# Record excerpts
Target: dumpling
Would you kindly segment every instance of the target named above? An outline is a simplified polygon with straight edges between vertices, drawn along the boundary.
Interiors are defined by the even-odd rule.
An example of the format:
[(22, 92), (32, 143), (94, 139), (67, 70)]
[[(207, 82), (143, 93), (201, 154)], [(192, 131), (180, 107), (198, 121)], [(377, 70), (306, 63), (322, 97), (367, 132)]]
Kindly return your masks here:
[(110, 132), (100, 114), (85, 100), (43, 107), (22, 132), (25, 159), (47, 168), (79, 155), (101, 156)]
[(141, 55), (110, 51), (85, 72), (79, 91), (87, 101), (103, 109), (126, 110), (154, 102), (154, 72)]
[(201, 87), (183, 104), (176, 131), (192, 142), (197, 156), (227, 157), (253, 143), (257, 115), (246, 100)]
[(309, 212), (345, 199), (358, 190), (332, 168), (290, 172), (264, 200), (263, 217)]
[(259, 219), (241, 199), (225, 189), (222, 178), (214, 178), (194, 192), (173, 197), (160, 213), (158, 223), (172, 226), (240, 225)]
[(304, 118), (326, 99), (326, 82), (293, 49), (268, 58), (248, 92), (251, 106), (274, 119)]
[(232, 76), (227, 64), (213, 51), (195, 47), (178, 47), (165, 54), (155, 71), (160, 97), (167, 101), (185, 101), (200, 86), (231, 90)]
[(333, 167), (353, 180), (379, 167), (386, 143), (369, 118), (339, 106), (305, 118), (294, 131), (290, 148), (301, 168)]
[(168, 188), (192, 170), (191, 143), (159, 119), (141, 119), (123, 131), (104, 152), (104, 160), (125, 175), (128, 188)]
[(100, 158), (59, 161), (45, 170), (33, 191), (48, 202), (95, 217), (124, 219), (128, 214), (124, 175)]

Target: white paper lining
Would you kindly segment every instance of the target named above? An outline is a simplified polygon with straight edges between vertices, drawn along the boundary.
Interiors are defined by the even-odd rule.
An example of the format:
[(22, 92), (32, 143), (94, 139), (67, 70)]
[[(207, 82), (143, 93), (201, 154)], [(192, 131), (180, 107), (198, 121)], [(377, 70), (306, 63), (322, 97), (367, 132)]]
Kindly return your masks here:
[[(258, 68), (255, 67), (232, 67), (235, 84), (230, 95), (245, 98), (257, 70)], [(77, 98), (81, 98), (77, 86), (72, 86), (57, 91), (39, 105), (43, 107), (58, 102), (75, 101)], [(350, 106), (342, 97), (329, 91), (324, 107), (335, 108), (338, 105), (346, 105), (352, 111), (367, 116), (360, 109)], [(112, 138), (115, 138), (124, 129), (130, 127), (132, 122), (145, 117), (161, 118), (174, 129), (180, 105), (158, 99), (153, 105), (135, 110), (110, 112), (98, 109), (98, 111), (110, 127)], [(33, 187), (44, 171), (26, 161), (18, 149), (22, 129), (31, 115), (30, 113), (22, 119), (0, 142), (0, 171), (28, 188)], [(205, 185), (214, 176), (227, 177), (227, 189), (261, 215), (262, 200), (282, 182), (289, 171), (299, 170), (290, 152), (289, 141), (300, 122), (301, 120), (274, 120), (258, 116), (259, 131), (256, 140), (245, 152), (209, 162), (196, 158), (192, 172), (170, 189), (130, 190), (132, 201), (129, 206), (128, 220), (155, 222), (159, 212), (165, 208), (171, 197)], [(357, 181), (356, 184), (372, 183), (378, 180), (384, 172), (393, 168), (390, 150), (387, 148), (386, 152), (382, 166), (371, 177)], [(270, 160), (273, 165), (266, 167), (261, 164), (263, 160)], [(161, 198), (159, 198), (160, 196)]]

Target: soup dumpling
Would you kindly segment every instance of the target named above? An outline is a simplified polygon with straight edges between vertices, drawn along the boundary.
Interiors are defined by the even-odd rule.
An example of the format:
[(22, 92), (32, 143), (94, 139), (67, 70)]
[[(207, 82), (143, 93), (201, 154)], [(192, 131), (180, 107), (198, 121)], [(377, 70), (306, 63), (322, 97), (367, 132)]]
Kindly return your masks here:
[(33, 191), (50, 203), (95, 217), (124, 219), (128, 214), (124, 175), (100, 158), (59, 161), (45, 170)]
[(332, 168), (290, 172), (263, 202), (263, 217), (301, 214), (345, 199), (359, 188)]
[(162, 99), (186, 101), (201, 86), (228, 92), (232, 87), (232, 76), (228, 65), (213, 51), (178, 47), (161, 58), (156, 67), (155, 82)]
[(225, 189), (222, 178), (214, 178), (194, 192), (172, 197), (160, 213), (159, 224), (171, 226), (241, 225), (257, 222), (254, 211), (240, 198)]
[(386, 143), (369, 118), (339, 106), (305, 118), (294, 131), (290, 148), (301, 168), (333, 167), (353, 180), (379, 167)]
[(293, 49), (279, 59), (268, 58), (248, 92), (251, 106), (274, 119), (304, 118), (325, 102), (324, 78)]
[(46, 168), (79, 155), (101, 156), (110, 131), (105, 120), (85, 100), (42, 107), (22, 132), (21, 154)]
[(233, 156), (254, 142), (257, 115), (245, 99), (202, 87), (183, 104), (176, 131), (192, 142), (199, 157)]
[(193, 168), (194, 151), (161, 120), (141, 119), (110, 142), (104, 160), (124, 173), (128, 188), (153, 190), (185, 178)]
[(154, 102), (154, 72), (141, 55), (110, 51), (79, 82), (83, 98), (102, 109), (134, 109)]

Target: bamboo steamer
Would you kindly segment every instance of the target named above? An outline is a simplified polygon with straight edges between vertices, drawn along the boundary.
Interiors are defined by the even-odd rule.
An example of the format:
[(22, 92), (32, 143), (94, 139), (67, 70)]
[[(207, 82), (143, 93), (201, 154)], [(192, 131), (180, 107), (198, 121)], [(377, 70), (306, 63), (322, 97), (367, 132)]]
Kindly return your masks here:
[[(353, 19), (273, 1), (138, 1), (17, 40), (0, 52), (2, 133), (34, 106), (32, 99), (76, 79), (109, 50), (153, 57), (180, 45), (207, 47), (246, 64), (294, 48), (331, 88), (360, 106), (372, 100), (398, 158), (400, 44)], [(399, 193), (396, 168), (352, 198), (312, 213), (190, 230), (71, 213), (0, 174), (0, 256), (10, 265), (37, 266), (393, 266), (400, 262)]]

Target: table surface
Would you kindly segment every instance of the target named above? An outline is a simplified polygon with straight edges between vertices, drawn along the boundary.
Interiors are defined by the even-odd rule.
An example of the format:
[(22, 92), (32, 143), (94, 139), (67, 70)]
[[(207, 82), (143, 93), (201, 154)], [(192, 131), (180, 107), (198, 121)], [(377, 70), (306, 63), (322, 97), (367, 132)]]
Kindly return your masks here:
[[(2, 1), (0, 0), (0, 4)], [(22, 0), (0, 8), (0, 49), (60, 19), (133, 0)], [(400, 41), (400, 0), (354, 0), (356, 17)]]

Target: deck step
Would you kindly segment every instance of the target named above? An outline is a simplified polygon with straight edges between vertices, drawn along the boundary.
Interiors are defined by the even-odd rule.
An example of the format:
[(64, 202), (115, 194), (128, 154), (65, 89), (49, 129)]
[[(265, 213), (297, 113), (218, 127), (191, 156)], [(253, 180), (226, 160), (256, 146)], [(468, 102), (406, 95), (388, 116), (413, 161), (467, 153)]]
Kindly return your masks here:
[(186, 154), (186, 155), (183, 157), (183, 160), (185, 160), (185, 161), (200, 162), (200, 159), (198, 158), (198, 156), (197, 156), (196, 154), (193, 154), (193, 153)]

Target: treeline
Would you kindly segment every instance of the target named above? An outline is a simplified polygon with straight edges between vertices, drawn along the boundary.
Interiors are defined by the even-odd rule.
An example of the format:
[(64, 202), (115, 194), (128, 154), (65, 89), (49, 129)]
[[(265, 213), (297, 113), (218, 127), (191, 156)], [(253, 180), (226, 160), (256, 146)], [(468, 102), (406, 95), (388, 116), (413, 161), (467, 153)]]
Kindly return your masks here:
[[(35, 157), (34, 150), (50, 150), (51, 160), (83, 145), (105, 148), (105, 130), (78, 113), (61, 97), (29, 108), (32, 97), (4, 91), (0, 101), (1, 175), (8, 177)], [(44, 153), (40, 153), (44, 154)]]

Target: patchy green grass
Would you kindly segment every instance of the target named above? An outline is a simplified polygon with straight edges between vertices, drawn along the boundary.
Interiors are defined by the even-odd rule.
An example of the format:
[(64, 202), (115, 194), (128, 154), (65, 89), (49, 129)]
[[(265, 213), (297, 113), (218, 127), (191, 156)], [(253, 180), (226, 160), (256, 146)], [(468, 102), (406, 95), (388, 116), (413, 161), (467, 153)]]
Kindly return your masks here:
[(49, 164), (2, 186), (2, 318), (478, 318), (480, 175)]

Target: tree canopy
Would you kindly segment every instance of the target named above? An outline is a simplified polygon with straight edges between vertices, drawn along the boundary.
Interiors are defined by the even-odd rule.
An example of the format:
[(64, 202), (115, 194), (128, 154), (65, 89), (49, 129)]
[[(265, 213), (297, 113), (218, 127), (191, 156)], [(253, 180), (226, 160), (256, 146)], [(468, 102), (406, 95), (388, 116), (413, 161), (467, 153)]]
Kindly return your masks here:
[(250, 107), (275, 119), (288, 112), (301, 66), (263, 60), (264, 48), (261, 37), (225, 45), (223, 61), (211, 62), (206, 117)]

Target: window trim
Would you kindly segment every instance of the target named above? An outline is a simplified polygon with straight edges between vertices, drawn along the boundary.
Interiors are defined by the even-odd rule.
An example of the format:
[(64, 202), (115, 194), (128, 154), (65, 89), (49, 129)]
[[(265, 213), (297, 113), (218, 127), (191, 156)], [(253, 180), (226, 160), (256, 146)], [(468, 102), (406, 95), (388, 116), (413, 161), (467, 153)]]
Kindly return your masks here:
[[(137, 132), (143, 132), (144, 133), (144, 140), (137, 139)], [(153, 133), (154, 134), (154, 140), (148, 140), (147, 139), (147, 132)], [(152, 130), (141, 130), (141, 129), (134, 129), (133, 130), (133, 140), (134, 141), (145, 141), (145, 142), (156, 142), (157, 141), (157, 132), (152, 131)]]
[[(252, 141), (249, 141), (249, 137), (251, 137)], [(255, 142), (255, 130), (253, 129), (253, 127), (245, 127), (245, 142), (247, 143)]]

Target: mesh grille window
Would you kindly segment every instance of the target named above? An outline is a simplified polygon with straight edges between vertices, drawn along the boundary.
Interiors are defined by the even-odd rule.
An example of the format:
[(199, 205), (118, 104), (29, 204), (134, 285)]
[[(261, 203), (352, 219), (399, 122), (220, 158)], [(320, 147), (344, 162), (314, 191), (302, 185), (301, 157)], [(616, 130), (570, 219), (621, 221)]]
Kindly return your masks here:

# Task statement
Gather from the data above every line with the string "window".

# The answer
Target: window trim
Target: mesh grille window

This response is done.